* Problem description *
Show every line of the listing below that contains the string "label". Case counts.

[Pointing dataset listing]

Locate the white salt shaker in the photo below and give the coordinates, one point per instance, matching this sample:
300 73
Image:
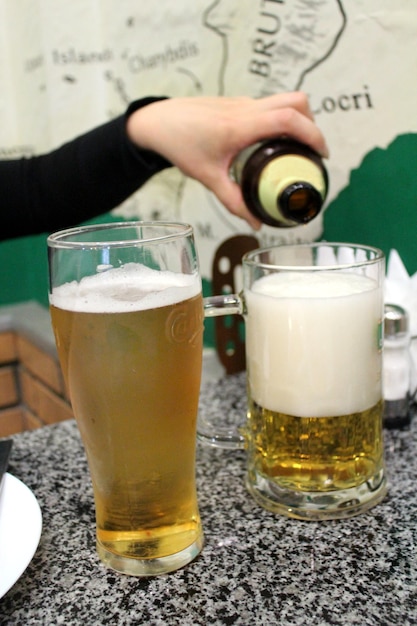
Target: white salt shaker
397 366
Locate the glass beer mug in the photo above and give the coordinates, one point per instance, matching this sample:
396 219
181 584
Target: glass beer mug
127 313
313 321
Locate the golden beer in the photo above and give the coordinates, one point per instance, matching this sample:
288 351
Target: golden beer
314 429
316 454
131 356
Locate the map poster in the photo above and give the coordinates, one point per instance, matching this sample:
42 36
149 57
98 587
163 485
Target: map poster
68 66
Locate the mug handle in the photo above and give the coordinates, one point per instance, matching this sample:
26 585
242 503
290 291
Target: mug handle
230 304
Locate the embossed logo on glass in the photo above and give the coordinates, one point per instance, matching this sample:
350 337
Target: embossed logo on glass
184 324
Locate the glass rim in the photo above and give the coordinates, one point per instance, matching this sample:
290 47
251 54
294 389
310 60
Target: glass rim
250 261
66 238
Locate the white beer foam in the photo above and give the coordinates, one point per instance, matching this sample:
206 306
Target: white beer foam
312 285
312 342
132 287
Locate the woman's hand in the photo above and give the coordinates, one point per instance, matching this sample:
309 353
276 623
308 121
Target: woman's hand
202 136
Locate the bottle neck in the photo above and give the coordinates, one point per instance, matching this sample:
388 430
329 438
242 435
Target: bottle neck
291 189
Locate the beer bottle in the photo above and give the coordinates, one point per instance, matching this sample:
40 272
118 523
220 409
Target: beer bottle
284 183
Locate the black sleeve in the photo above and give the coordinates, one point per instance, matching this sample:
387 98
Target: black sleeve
82 179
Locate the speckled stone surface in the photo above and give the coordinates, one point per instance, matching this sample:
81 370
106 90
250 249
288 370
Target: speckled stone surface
256 569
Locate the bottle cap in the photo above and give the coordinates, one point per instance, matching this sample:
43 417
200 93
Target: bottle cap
396 321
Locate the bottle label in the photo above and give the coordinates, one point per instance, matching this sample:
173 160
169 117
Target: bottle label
282 172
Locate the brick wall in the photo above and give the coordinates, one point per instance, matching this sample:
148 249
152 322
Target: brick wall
32 390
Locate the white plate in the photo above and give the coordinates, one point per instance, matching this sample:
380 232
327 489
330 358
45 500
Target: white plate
20 530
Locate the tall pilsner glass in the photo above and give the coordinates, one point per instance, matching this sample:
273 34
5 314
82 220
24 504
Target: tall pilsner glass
127 313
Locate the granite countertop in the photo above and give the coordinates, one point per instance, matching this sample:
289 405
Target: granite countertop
256 569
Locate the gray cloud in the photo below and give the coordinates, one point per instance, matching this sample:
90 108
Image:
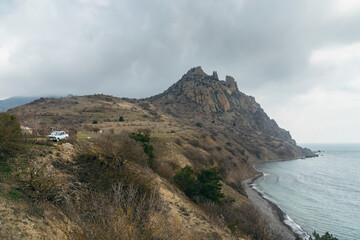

* Complete response *
Locate the bottle label in the photo above and give the coordinates, one point per instance, matching this sample:
Target: bottle label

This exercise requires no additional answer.